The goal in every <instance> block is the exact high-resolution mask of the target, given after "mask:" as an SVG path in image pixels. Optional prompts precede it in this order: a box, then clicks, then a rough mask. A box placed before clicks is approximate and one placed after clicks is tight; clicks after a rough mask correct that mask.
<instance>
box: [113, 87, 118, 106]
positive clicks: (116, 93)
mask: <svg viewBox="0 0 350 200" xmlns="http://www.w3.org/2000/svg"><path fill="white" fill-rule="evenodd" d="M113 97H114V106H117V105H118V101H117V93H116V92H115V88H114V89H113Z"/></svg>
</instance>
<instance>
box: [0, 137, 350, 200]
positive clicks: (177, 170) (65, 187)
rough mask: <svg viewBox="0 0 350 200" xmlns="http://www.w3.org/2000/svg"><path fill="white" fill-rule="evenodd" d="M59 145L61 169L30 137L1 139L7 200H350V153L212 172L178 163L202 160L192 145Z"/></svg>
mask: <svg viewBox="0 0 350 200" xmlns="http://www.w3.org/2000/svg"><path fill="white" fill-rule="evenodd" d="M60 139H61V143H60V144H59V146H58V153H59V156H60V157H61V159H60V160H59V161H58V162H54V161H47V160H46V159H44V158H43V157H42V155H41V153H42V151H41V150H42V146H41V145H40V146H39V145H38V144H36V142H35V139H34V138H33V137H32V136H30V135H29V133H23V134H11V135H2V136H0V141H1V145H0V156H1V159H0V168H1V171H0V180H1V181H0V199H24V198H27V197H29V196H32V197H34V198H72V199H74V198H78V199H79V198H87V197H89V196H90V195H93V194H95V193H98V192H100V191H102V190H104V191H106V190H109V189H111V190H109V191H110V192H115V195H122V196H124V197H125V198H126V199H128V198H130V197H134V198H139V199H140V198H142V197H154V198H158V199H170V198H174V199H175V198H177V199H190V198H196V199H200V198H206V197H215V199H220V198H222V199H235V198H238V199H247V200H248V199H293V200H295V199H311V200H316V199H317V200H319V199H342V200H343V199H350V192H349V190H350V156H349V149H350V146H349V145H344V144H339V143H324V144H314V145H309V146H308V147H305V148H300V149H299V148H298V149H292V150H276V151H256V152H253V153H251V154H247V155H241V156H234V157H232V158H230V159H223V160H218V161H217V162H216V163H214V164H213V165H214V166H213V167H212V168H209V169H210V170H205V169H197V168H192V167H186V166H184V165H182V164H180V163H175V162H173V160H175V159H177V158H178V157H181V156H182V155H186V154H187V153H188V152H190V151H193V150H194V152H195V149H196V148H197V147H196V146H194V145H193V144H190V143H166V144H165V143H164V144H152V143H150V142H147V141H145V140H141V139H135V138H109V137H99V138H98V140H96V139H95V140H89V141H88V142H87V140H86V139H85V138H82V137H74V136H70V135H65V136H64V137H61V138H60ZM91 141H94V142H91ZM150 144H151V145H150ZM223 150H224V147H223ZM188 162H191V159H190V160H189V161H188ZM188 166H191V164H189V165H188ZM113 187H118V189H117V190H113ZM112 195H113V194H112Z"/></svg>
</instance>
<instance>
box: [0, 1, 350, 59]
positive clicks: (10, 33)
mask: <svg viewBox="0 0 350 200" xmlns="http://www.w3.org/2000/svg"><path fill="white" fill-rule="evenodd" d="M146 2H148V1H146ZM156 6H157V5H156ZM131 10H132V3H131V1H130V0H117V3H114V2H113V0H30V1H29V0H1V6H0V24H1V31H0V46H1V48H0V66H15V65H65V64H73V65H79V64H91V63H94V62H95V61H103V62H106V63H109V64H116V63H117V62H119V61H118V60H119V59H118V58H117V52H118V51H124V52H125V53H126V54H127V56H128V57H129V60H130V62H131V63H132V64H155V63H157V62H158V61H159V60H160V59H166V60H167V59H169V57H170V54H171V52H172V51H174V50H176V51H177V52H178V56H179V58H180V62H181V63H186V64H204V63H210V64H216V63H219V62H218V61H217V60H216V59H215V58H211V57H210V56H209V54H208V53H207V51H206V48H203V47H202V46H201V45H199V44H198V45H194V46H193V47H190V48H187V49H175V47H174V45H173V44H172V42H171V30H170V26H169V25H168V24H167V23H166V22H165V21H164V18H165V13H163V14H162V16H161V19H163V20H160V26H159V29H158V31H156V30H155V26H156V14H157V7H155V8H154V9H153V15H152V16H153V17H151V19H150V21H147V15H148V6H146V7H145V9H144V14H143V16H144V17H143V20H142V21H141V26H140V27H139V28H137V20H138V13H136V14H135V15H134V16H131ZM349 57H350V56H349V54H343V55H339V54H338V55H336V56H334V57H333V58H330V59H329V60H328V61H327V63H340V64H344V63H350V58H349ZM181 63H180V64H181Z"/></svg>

▬▬▬▬▬▬▬▬▬▬

Exercise brief – Copy the lines above exactly, from the very first through the one containing "positive clicks: (177, 170) (65, 187)", and include no other line.

Final answer –
The goal in every <instance> block is the exact high-resolution mask of the target, given after "mask:" as an SVG path in image pixels. Optional prompts precede it in this order: a box, then clicks, then a rough mask. A box placed before clicks is approximate and one placed after clicks is tight; clicks after a rough mask correct that mask.
<instance>
box: [113, 87, 118, 106]
positive clicks: (116, 93)
mask: <svg viewBox="0 0 350 200" xmlns="http://www.w3.org/2000/svg"><path fill="white" fill-rule="evenodd" d="M113 97H114V106H117V105H118V101H117V93H116V92H115V88H114V89H113Z"/></svg>
</instance>
<instance>
box: [0, 137, 350, 200]
positive clicks: (177, 170) (65, 187)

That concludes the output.